Selected excerpt:
-- START --

But back to that New Year’s Day lift I was giving my (brave? foolish?) pals. There they sat nursing their hangovers while I helped bring them back to peak health by, no doubt, wailing my heart out to No Doubt.

Don’t speaaaak, I know just what you’re saaaaaaying

No seriously don’t speaaaaak guys, I’m trying to sing along to Gwen Stefaaaniii

Early on in the two-hour drive back to London a pheasant suddenly popped up ahead in the road. He was such a little Houdini bird, appearing magically out of nowhere, that I didn’t have time to swerve.

disasters of a thirtysomething pheasant credit Richard Brooks

Britain’s Next Top Pheasant

There was a horrible bump – the unmistakable shudder of bird-meets-car – and we all swung round to see what state our poor feathered friend was in. Well I say we all swung round; I of course looked briefly and Highway Code-abidingly in my rear view mirror.

None of us could see a body.

“That’s weird”, we commented aloud to each other.

“He must have flown off”, came one optimistic voice.

“…or be under another car”, chimed in a realist.

After a few respectful moments of silence for Phil the Pheasant – whatever his fate – the singing resumed; a couple of hours later we were back at my flat in Vauxhall. Remembering the shuddering impact I’d felt from the bird, I went round the front to check if the bumper was damaged.

Oh my EYES.

I’m sure you’ve already guessed what I saw.

The poor feathered friend we’d bumped into back on the A11 had actually accompanied us – albeit against his will – all the way to London. And he was wedged in the grille of my little Nissan Micra. And slightly grilled.

I let out a yelp.

And then I did what any self-respecting twentysomething woman would do in that situation: I phoned my dad. It’s usually dads who know what to do in these car-disaster-type-situations. Dad came over clad in leather gloves (think he’s watched too many Godfather films), and expertly extricated bird from bonnet, giving him a good and proper burial by chucking him in our communal bins.

It seemed so unjust. New Year’s Day of ALL days. I felt terrible. This creature’s life had been snatched away in one moment. And I felt sure that if Phil the Pheasant had ever imagined going home to The Heavenly Bird Sanctuary in the Sky “via car” he would have dreamt of a vintage Aston Martin…not a bashed up Nissan Micra.

-- END --

Given data:

-- START --

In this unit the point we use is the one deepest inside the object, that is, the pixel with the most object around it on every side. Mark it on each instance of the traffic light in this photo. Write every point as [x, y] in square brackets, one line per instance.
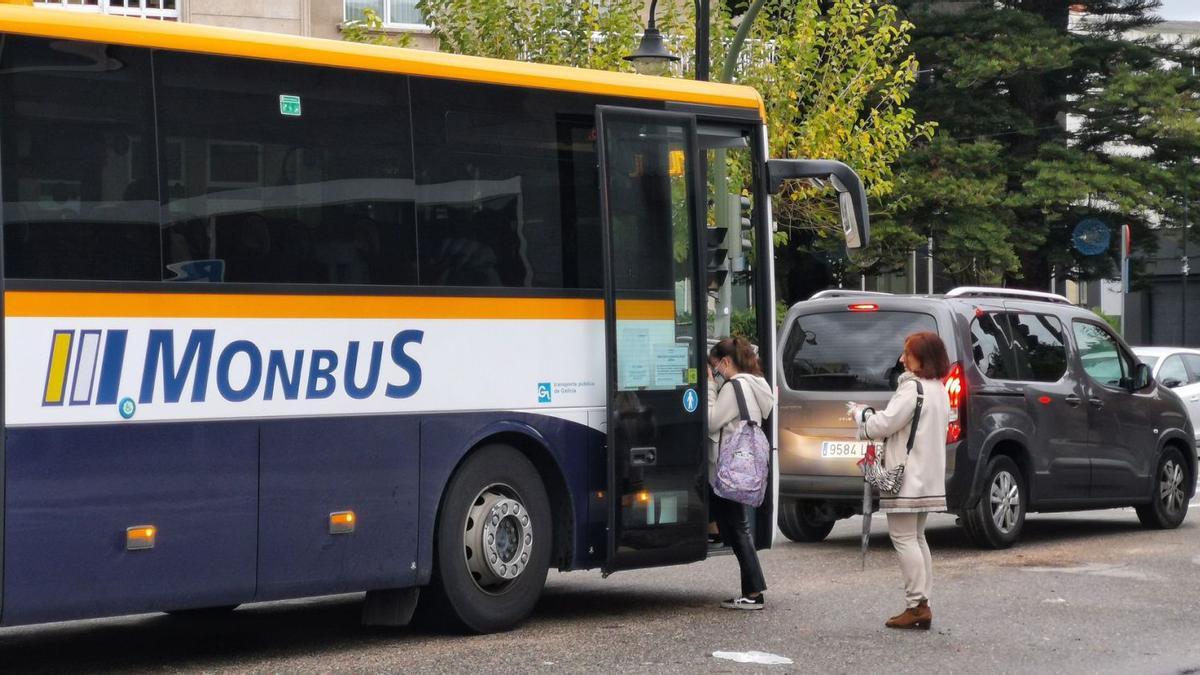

-- END --

Given exercise: Repeat the pheasant story above in full, word for word.

The answer:
But back to that New Year’s Day lift I was giving my (brave? foolish?) pals. There they sat nursing their hangovers while I helped bring them back to peak health by, no doubt, wailing my heart out to No Doubt.

Don’t speaaaak, I know just what you’re saaaaaaying

No seriously don’t speaaaaak guys, I’m trying to sing along to Gwen Stefaaaniii

Early on in the two-hour drive back to London a pheasant suddenly popped up ahead in the road. He was such a little Houdini bird, appearing magically out of nowhere, that I didn’t have time to swerve.

disasters of a thirtysomething pheasant credit Richard Brooks

Britain’s Next Top Pheasant

There was a horrible bump – the unmistakable shudder of bird-meets-car – and we all swung round to see what state our poor feathered friend was in. Well I say we all swung round; I of course looked briefly and Highway Code-abidingly in my rear view mirror.

None of us could see a body.

“That’s weird”, we commented aloud to each other.

“He must have flown off”, came one optimistic voice.

“…or be under another car”, chimed in a realist.

After a few respectful moments of silence for Phil the Pheasant – whatever his fate – the singing resumed; a couple of hours later we were back at my flat in Vauxhall. Remembering the shuddering impact I’d felt from the bird, I went round the front to check if the bumper was damaged.

Oh my EYES.

I’m sure you’ve already guessed what I saw.

The poor feathered friend we’d bumped into back on the A11 had actually accompanied us – albeit against his will – all the way to London. And he was wedged in the grille of my little Nissan Micra. And slightly grilled.

I let out a yelp.

And then I did what any self-respecting twentysomething woman would do in that situation: I phoned my dad. It’s usually dads who know what to do in these car-disaster-type-situations. Dad came over clad in leather gloves (think he’s watched too many Godfather films), and expertly extricated bird from bonnet, giving him a good and proper burial by chucking him in our communal bins.

It seemed so unjust. New Year’s Day of ALL days. I felt terrible. This creature’s life had been snatched away in one moment. And I felt sure that if Phil the Pheasant had ever imagined going home to The Heavenly Bird Sanctuary in the Sky “via car” he would have dreamt of a vintage Aston Martin…not a bashed up Nissan Micra.